● **Problem requirements**
Filter these entries, keeping only lines that hold the word "segment".

● **Dataset extract**
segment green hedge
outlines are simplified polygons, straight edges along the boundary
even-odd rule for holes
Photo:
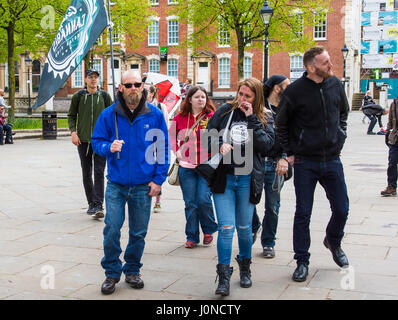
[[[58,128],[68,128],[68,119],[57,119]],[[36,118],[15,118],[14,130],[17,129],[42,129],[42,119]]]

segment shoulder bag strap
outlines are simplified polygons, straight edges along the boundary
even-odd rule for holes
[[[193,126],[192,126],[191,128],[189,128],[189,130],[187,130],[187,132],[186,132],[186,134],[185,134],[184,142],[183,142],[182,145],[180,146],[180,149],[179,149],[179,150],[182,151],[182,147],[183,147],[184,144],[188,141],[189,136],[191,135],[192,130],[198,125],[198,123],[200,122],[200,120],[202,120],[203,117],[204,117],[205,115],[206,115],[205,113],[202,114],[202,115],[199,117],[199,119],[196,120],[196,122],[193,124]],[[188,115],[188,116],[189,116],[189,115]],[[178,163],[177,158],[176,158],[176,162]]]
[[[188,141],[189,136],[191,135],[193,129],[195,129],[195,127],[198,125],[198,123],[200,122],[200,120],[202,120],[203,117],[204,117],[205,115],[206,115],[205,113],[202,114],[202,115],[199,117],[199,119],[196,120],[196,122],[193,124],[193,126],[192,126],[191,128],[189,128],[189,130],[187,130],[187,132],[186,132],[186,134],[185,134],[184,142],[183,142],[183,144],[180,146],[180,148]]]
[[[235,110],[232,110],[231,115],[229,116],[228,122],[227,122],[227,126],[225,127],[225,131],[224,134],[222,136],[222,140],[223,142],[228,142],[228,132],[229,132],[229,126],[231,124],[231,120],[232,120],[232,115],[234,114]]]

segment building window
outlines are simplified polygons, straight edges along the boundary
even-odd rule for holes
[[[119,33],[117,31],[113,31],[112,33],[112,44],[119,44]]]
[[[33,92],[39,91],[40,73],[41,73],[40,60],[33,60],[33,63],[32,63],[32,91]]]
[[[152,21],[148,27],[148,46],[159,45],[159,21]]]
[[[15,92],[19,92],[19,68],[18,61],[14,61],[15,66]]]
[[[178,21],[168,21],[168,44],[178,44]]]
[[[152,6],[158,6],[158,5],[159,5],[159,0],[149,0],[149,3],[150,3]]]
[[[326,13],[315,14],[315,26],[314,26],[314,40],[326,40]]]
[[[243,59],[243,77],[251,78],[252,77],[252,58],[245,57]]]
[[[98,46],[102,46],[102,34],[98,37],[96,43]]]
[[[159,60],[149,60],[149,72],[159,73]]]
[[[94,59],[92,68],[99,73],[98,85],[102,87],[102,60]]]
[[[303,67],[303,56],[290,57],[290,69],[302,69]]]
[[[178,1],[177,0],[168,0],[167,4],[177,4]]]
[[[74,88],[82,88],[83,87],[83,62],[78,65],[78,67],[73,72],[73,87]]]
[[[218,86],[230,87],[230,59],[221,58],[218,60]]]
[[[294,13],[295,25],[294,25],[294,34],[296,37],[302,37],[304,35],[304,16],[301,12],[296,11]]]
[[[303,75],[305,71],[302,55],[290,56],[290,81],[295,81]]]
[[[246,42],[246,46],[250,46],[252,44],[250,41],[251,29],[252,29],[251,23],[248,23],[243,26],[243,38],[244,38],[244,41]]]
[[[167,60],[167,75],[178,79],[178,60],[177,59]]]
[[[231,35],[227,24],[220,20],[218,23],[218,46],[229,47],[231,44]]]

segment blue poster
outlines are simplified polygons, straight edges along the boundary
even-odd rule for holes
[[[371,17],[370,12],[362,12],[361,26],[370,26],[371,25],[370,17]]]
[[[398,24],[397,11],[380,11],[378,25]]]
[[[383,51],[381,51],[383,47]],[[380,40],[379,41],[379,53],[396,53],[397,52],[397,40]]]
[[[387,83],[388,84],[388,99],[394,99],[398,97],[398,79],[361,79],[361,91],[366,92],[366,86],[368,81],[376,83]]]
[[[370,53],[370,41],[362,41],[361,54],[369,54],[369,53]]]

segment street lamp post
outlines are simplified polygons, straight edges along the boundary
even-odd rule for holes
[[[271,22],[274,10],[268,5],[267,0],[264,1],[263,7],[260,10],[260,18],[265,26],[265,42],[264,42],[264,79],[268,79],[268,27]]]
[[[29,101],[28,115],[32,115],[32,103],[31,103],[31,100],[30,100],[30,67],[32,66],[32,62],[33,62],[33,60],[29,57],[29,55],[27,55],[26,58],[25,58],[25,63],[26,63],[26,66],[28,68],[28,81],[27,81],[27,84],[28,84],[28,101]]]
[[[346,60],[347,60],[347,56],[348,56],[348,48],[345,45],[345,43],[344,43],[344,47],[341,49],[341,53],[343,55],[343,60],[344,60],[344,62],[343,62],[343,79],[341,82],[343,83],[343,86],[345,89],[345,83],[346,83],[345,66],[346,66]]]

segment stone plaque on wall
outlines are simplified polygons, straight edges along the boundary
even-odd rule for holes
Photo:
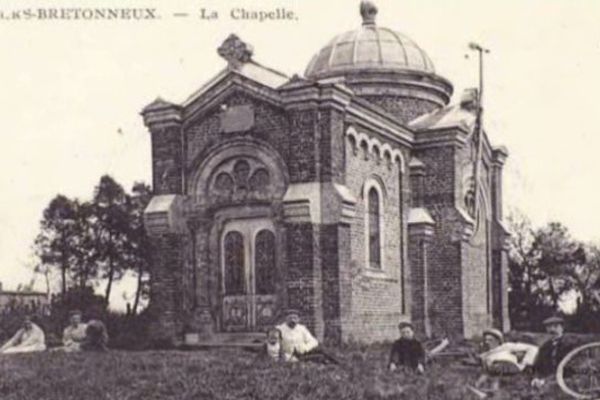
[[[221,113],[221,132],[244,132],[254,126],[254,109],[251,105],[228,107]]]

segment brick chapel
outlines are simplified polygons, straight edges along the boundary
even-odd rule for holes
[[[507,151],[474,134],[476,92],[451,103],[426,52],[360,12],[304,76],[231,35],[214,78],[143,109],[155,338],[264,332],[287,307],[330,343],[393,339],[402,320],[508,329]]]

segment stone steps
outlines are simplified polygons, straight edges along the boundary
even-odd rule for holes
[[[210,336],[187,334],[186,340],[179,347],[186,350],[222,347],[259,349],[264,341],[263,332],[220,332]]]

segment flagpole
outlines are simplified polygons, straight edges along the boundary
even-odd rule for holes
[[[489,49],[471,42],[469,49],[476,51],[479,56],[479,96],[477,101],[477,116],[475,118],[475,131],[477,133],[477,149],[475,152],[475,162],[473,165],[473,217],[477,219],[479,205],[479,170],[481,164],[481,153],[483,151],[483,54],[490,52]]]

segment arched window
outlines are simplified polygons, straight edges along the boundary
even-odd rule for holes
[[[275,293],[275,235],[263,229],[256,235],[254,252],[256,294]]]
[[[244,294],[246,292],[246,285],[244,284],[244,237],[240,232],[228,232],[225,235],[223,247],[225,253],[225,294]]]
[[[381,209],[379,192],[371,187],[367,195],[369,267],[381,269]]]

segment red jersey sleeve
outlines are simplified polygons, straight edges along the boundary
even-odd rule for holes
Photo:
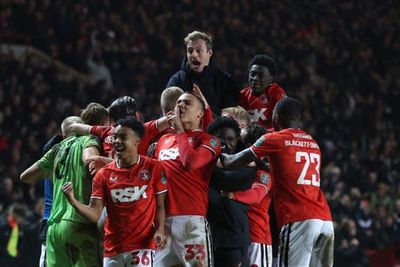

● **Output**
segment green hedge
segment shoulder bag strap
segment building window
segment blue poster
segment street lamp post
segment stone plaque on wall
segment brick chapel
segment stone steps
segment flagpole
segment arched window
segment red jersey sleeve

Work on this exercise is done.